_Task goal_
Copy only the items from the beginning through the line containing "[[320, 122, 398, 224]]", both ends included. Scale every bounding-box coordinate in the answers by 2.5, round each to a whole number with halves going up, and keep all other text unchanged.

_Records to use_

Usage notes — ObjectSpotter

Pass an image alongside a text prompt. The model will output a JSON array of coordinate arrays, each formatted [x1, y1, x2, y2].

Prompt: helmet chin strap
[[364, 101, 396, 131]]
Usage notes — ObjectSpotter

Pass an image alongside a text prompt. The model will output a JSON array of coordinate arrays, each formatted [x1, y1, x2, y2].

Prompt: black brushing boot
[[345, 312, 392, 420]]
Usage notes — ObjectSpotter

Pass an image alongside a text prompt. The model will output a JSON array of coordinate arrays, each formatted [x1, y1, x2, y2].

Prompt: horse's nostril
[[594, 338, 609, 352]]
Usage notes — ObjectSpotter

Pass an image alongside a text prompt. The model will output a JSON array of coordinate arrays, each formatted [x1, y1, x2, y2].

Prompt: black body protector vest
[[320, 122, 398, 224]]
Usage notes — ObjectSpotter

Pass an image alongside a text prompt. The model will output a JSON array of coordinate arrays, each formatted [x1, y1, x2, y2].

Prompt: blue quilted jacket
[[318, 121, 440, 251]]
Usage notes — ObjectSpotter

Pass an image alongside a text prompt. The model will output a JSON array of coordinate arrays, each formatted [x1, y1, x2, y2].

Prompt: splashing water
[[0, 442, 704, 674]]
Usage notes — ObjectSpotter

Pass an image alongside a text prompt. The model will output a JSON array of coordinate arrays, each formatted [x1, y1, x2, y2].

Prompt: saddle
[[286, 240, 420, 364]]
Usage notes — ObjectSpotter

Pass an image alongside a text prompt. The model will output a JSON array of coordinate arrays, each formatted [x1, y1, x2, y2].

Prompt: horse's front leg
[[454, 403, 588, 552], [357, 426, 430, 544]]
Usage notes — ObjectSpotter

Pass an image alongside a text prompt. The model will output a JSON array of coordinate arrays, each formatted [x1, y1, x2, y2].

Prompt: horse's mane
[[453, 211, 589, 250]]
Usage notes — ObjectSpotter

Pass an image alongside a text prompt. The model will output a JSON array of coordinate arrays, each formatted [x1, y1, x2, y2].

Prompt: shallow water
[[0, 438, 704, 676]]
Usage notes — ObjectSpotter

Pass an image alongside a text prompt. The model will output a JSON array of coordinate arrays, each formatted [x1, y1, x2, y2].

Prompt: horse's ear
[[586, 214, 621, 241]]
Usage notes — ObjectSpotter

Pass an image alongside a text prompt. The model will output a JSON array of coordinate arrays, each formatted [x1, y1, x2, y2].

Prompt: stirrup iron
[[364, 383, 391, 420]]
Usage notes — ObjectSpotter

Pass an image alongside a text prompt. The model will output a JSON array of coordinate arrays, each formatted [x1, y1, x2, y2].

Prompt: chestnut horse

_Task result_
Usage notes — ObjectSpotter

Pass an image alongside a text prompt. The model will output a JSON array of coordinate arrays, each formatted [x1, y1, x2, y2].

Prompt: helmet chin strap
[[910, 253, 990, 328]]
Usage notes — ObjectSpotter

Pass an image alongside a text prompt. The model will output a JSON array of coordinate arrays, each formatted [x1, y1, x2, y2].

Prompt: black brushing boot
[[863, 780, 980, 1050]]
Usage notes — ObjectSpotter

Pass an image alongside a text prompt. The model will output a JSON array of coordinate arrays, each formatted [x1, y1, x2, y2].

Prompt: horse's nostril
[[1485, 845, 1523, 880]]
Usage notes — ObjectSpotter

Pass an image alongside a text prompt. The model will output a JSON array of coordinate arrays, each formatted [x1, y1, x2, y2].

Prompt: black body protector vest
[[800, 305, 995, 560]]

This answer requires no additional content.